### STATED GOAL
Locate each line in the records below that contains the string "wooden", and copy those lines out. Uppercase and lowercase letters count as different.

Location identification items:
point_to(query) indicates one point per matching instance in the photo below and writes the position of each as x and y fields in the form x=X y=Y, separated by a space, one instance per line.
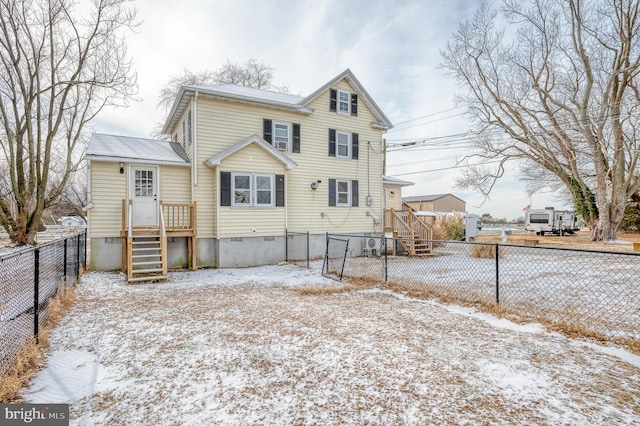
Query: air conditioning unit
x=371 y=246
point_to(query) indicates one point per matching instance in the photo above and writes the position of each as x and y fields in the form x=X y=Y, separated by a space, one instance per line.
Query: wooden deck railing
x=408 y=227
x=179 y=218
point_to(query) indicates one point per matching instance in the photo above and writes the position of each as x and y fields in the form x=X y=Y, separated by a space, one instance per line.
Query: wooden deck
x=144 y=249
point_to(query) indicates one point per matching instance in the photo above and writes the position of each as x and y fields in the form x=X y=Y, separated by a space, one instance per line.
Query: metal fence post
x=84 y=242
x=307 y=249
x=386 y=265
x=77 y=258
x=36 y=292
x=497 y=273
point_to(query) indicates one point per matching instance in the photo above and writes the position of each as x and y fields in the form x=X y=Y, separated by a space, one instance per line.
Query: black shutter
x=332 y=142
x=279 y=190
x=267 y=129
x=296 y=138
x=354 y=193
x=354 y=146
x=354 y=104
x=225 y=188
x=332 y=192
x=333 y=100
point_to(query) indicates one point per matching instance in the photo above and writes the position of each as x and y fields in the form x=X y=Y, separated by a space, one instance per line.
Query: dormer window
x=282 y=136
x=344 y=102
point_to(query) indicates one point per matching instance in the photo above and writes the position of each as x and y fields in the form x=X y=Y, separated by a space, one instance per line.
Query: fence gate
x=335 y=257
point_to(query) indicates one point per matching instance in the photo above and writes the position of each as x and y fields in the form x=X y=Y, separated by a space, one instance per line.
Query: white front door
x=144 y=193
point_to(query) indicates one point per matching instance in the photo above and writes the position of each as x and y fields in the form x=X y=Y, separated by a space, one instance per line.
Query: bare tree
x=61 y=62
x=556 y=86
x=252 y=73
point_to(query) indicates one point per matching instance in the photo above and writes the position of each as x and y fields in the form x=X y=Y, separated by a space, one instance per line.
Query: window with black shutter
x=267 y=130
x=333 y=99
x=332 y=142
x=354 y=146
x=296 y=138
x=354 y=104
x=225 y=188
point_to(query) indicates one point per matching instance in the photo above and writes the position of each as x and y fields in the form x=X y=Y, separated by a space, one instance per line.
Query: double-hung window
x=344 y=102
x=343 y=142
x=252 y=190
x=343 y=193
x=264 y=190
x=282 y=136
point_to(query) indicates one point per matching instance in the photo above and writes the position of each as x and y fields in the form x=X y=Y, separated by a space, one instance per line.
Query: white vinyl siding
x=108 y=189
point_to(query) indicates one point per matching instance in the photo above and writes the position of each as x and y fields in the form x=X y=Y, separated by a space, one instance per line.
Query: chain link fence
x=593 y=293
x=29 y=279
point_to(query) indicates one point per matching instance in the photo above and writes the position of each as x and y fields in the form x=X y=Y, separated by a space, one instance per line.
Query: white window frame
x=340 y=102
x=271 y=190
x=253 y=190
x=289 y=136
x=338 y=192
x=338 y=144
x=233 y=189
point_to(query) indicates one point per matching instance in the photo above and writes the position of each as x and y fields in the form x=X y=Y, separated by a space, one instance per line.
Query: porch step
x=146 y=258
x=147 y=278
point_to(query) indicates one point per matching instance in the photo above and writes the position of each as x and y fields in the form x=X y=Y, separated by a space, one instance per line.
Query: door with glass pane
x=144 y=188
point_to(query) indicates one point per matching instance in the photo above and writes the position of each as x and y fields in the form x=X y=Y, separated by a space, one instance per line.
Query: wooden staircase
x=146 y=255
x=414 y=235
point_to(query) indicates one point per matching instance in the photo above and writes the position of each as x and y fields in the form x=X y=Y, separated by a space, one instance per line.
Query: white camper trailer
x=551 y=221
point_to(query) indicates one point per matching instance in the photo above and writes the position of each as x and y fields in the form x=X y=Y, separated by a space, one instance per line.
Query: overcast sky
x=393 y=48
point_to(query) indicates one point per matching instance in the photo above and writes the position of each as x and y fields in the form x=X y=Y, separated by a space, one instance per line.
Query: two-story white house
x=242 y=166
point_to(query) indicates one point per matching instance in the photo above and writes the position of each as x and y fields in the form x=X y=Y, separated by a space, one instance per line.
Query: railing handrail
x=163 y=230
x=130 y=219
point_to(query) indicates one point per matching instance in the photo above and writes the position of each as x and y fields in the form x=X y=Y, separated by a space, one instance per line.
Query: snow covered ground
x=248 y=346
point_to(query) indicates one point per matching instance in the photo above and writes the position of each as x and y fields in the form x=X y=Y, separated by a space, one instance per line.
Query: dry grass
x=578 y=241
x=31 y=357
x=353 y=284
x=486 y=252
x=572 y=330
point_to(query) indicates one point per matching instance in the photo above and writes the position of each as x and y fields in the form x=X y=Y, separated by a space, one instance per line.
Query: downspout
x=195 y=139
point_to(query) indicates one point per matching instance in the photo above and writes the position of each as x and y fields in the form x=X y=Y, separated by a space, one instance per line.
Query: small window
x=281 y=136
x=251 y=190
x=342 y=144
x=264 y=190
x=241 y=190
x=344 y=102
x=343 y=194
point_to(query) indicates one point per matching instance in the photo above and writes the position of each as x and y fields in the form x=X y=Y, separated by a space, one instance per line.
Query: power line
x=428 y=115
x=444 y=168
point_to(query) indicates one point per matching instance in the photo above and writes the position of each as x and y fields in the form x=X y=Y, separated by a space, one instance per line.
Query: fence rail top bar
x=27 y=249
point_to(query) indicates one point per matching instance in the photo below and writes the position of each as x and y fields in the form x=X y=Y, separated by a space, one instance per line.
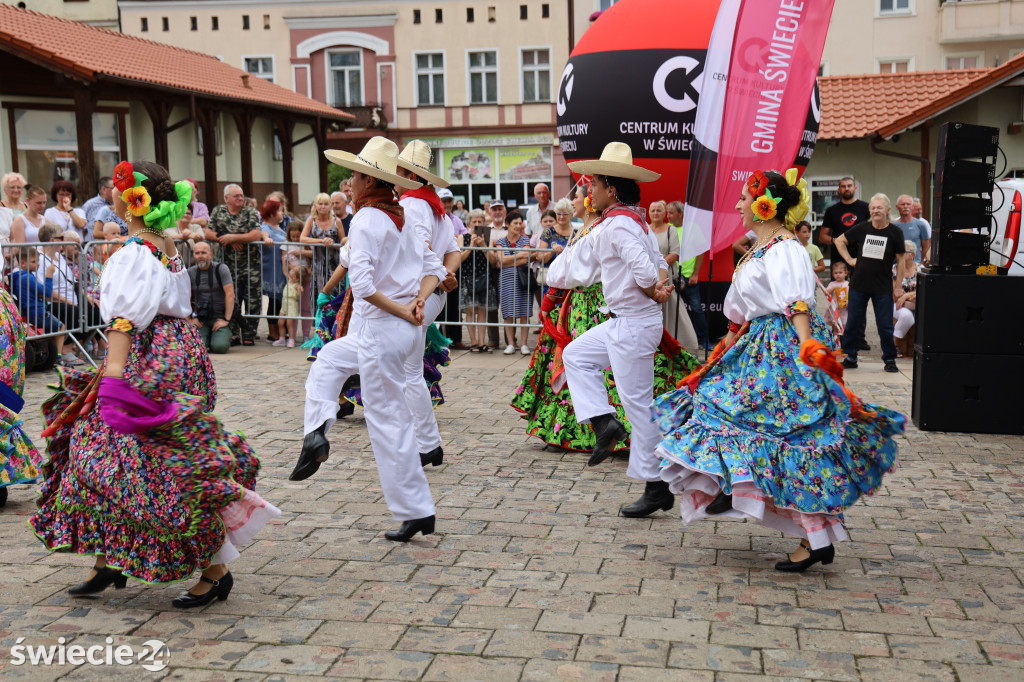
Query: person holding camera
x=213 y=299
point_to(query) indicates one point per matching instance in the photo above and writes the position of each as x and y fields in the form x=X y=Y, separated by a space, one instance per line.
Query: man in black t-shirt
x=872 y=247
x=843 y=215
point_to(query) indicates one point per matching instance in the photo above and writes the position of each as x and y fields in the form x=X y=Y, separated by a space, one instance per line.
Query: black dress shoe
x=608 y=431
x=218 y=590
x=410 y=528
x=103 y=579
x=656 y=496
x=315 y=450
x=434 y=457
x=824 y=555
x=721 y=504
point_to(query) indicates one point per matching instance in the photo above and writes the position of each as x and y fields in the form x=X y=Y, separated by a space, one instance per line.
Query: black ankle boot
x=315 y=450
x=218 y=590
x=433 y=458
x=410 y=528
x=655 y=496
x=608 y=431
x=721 y=504
x=103 y=579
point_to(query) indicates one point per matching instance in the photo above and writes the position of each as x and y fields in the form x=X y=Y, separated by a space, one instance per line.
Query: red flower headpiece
x=757 y=183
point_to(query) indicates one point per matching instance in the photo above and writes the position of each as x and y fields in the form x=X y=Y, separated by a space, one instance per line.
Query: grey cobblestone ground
x=531 y=574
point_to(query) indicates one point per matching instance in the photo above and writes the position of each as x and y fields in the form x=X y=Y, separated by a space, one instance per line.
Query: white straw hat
x=615 y=161
x=379 y=159
x=416 y=158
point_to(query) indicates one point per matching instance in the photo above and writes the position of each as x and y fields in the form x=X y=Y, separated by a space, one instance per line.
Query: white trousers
x=427 y=434
x=628 y=345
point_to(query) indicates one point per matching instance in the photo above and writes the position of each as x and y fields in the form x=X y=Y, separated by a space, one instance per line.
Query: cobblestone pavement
x=532 y=576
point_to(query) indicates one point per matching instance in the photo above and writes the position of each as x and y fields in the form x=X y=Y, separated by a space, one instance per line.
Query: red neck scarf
x=633 y=212
x=383 y=200
x=427 y=194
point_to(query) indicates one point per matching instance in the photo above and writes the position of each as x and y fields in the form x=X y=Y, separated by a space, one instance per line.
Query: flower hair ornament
x=139 y=204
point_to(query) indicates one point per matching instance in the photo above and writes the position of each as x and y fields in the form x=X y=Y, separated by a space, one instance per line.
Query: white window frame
x=416 y=77
x=328 y=74
x=911 y=9
x=273 y=66
x=498 y=78
x=907 y=58
x=980 y=55
x=522 y=73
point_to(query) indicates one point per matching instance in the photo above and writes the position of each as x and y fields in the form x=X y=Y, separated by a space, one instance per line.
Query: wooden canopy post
x=244 y=122
x=285 y=129
x=85 y=102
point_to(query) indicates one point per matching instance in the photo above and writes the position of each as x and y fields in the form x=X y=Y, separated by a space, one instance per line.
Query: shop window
x=260 y=66
x=46 y=144
x=430 y=79
x=537 y=75
x=346 y=78
x=483 y=78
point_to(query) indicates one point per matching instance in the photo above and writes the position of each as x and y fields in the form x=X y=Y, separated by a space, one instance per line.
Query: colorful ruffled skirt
x=19 y=461
x=549 y=413
x=161 y=505
x=776 y=434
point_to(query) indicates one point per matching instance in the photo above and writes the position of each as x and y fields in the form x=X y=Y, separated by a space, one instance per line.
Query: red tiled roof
x=92 y=53
x=885 y=104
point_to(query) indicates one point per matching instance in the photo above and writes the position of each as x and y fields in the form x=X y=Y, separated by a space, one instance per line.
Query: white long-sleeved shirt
x=387 y=261
x=630 y=262
x=438 y=232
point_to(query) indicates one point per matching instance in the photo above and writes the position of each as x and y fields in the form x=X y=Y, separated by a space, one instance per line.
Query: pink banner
x=776 y=50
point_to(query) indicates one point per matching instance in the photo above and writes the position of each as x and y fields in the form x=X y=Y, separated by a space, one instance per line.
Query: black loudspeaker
x=969 y=359
x=965 y=174
x=967 y=393
x=970 y=313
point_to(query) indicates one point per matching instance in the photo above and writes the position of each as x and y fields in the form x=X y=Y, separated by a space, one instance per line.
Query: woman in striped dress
x=516 y=301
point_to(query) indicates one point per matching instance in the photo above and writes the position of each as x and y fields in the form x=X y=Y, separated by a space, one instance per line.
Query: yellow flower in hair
x=764 y=208
x=137 y=200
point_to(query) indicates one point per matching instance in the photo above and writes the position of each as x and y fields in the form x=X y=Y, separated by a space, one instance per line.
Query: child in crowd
x=839 y=297
x=290 y=305
x=32 y=297
x=804 y=235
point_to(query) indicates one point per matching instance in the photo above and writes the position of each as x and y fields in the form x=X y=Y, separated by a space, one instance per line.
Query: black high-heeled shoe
x=410 y=528
x=219 y=590
x=721 y=504
x=434 y=457
x=103 y=579
x=824 y=555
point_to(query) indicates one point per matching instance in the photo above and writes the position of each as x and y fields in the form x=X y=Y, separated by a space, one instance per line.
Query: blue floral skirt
x=776 y=434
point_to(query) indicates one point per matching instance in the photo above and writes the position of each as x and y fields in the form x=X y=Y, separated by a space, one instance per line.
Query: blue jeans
x=857 y=321
x=691 y=297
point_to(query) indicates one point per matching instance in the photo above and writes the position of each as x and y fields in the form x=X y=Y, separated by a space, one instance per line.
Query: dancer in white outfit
x=425 y=213
x=635 y=279
x=391 y=273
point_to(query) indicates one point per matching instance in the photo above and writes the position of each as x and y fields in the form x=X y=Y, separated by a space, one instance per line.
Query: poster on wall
x=469 y=165
x=524 y=163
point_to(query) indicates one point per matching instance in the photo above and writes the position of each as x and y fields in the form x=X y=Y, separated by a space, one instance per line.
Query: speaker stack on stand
x=969 y=360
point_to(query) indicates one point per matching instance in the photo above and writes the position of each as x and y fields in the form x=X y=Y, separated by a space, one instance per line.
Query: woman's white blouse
x=137 y=287
x=770 y=284
x=577 y=265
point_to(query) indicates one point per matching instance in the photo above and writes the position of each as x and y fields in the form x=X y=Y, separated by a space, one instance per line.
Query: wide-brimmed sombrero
x=416 y=158
x=379 y=159
x=615 y=161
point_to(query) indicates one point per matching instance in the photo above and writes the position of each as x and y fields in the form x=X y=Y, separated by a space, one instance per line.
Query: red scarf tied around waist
x=427 y=194
x=383 y=200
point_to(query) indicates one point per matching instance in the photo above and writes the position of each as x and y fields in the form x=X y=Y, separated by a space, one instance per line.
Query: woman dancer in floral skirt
x=570 y=307
x=767 y=430
x=141 y=475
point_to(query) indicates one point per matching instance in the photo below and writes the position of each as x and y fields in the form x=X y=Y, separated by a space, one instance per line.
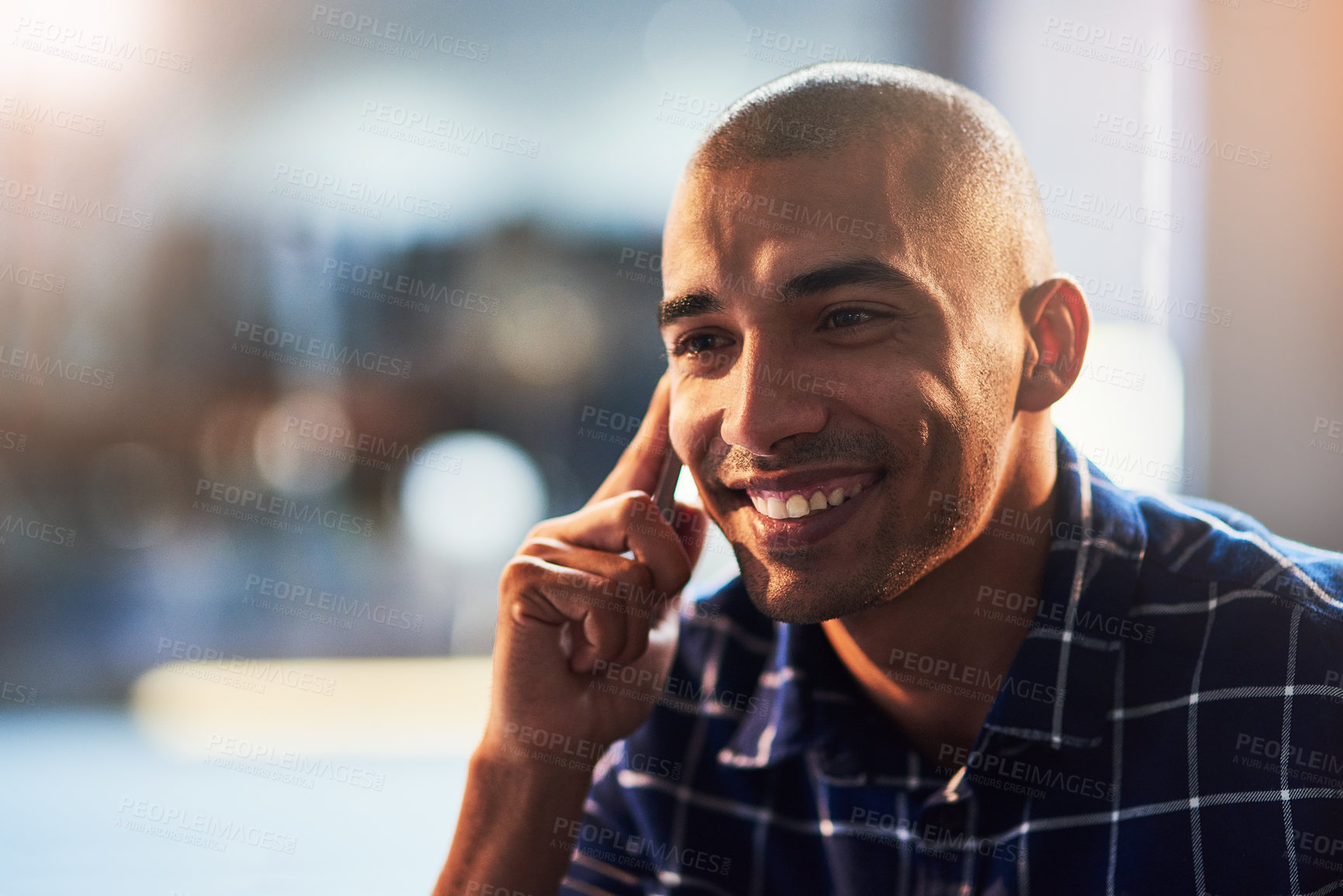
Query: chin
x=805 y=597
x=786 y=595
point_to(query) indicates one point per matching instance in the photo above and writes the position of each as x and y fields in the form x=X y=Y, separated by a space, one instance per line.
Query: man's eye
x=846 y=317
x=697 y=344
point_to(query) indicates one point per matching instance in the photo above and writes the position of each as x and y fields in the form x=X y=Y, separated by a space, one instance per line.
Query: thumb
x=692 y=527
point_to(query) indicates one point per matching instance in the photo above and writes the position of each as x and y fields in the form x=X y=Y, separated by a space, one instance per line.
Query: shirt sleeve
x=602 y=863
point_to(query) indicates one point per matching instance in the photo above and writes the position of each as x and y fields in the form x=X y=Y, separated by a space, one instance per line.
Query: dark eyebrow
x=848 y=273
x=688 y=305
x=857 y=272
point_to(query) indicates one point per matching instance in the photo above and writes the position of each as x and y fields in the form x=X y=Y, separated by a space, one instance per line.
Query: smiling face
x=845 y=358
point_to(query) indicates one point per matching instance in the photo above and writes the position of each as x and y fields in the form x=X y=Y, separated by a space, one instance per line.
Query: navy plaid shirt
x=1172 y=725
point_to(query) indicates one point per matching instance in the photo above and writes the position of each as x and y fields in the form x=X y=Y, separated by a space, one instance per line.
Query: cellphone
x=665 y=496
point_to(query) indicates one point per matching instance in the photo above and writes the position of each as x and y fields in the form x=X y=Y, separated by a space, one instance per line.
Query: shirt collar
x=805 y=696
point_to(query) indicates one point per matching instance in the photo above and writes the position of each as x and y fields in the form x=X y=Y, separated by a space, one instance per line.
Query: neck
x=928 y=657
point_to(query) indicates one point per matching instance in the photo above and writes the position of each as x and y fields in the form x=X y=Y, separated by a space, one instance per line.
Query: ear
x=1057 y=325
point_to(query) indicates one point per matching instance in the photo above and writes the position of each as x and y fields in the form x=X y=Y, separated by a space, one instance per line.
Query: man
x=958 y=659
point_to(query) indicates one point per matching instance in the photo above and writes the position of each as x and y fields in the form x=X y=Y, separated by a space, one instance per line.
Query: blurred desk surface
x=123 y=801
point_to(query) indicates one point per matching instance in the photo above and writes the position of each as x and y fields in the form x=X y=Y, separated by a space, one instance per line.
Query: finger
x=630 y=521
x=555 y=594
x=644 y=605
x=641 y=462
x=633 y=580
x=692 y=527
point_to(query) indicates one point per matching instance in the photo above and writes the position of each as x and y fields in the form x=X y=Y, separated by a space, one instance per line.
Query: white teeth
x=798 y=505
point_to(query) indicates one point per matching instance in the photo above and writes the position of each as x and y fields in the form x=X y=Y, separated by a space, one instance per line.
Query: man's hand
x=586 y=635
x=571 y=605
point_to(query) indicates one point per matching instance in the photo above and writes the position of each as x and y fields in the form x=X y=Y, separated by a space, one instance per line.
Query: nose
x=763 y=405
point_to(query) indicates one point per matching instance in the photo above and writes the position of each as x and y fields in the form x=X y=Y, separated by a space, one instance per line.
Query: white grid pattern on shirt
x=1287 y=739
x=1116 y=776
x=1073 y=597
x=1196 y=822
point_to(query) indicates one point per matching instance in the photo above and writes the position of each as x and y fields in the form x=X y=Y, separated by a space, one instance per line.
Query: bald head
x=963 y=172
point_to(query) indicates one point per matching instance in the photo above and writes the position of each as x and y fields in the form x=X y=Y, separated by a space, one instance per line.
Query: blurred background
x=310 y=310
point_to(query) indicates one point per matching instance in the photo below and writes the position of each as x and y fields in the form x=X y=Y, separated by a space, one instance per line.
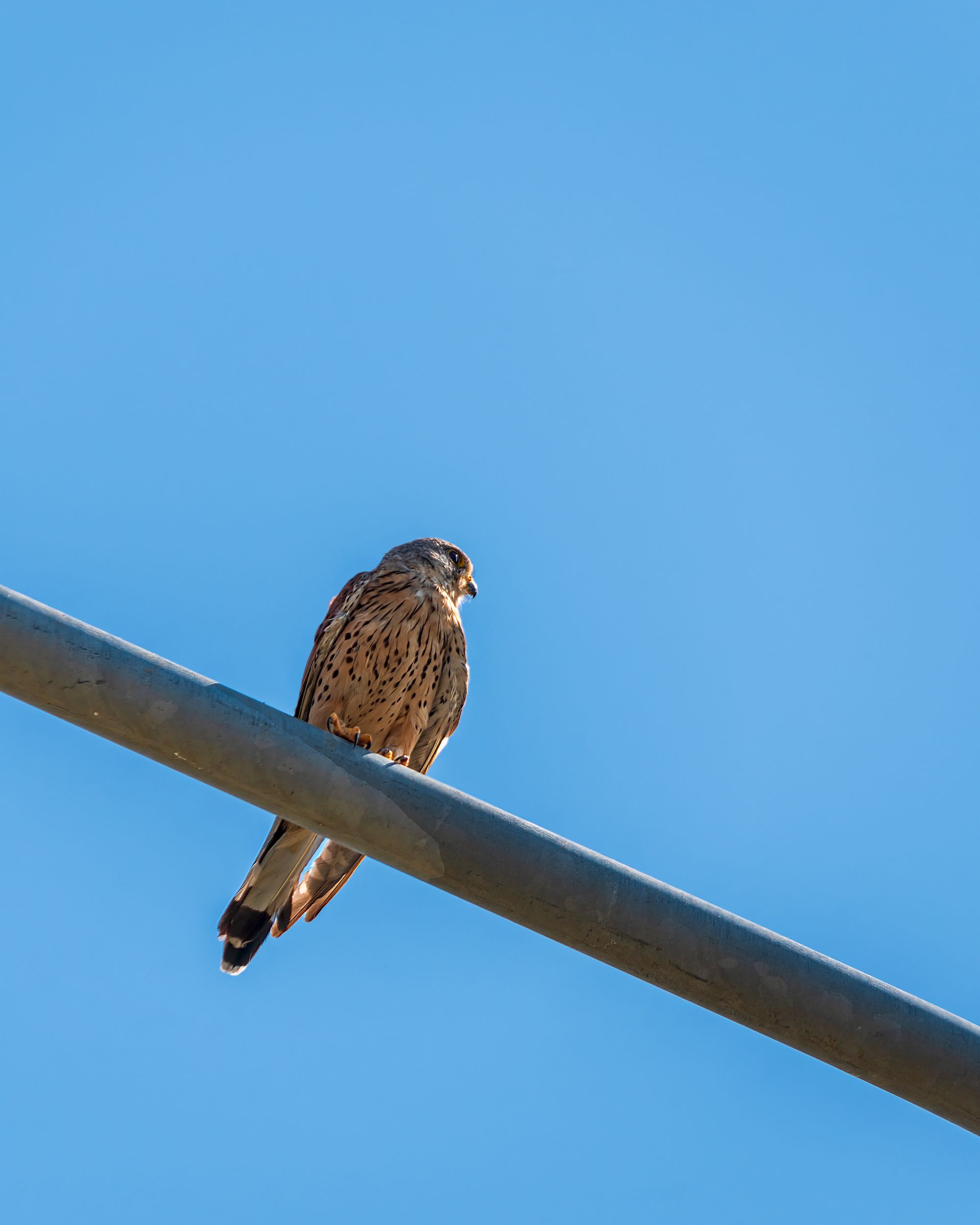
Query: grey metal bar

### THE SOLUTION
Query: wooden deck railing
Query: wooden deck
Query: wooden staircase
Query: wooden canopy post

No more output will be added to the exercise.